**Problem to solve:**
Retype, word for word, only the lines from the one with "Indicate the yellow" through the last line of the data below.
Provided data below:
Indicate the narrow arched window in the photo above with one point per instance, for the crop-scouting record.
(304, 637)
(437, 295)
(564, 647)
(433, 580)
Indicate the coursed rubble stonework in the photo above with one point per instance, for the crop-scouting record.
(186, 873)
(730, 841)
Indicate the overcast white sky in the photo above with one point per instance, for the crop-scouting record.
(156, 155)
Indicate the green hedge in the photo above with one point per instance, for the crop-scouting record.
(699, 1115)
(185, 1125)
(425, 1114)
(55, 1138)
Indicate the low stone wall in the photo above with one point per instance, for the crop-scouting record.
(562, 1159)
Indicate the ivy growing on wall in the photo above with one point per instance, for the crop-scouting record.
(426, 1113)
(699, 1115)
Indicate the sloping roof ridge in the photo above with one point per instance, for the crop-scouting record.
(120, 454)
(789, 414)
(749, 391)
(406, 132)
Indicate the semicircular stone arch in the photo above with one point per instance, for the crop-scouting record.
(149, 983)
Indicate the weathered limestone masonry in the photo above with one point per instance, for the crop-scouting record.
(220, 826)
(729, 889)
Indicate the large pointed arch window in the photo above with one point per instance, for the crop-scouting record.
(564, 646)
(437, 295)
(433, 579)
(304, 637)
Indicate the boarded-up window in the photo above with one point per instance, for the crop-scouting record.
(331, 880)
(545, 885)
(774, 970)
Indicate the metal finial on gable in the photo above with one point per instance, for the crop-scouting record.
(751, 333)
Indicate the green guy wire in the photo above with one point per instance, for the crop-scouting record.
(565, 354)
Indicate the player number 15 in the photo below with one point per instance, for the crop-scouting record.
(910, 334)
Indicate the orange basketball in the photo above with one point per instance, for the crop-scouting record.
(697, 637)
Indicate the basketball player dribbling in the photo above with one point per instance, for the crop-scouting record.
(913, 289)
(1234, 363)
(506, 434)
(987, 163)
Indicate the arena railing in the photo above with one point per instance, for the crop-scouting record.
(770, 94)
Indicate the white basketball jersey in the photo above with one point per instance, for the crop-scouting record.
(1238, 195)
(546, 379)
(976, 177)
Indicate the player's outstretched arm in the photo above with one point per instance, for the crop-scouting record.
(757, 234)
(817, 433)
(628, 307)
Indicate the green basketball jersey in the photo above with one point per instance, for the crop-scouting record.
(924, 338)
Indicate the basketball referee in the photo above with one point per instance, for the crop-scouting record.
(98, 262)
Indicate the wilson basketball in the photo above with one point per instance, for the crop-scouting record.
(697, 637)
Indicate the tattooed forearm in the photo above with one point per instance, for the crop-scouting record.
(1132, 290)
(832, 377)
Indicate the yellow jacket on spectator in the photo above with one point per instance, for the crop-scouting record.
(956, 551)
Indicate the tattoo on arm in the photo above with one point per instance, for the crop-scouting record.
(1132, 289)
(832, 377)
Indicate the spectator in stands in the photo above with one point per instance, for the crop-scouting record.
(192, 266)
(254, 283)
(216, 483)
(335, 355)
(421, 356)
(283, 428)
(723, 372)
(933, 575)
End of Provided data.
**Expected output:**
Indicate the yellow jacket on spectator in the photo above with one point per instance, for the crop-scouting record.
(956, 551)
Indicate the tattoo on arm in the photo above with one point per instance, for the crop-scouting record.
(1132, 289)
(832, 377)
Indicate the spectator in stands in the photo above with one point per instance, for the crop-scouting record.
(192, 266)
(254, 283)
(216, 483)
(335, 355)
(421, 356)
(283, 428)
(723, 372)
(933, 575)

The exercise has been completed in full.